▸ Exercise goal: Every line below needs to be transcribed without alteration, and no image may be carried over.

▸ Listed records:

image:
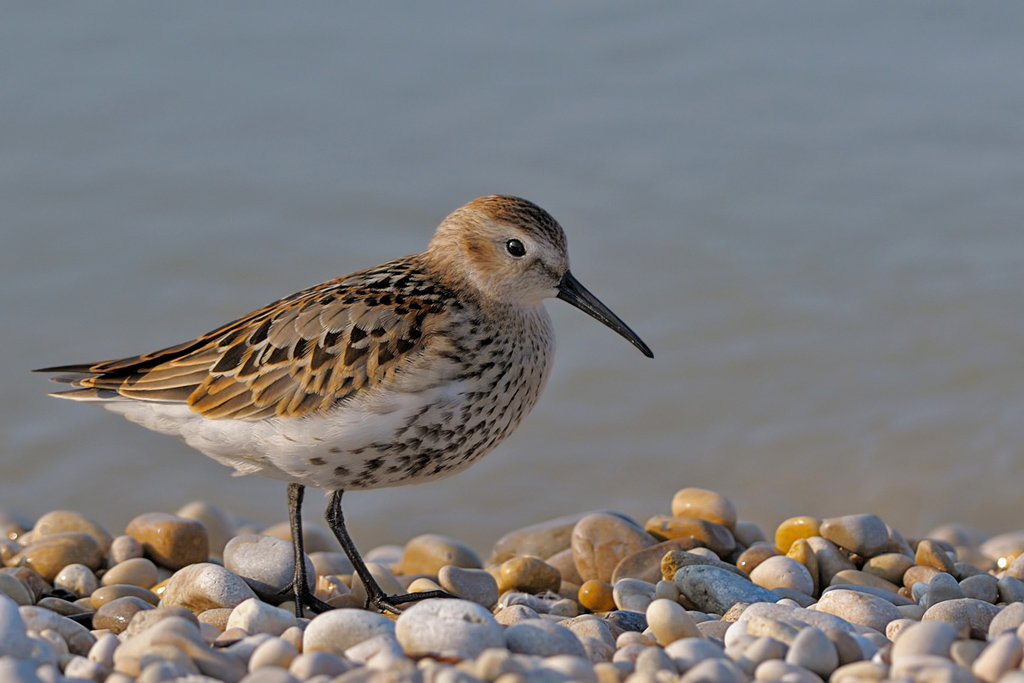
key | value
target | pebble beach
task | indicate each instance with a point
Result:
(690, 594)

▸ Answer to this problem:
image:
key | value
target | pebble beach
task | indicate each instance with a point
Result:
(690, 594)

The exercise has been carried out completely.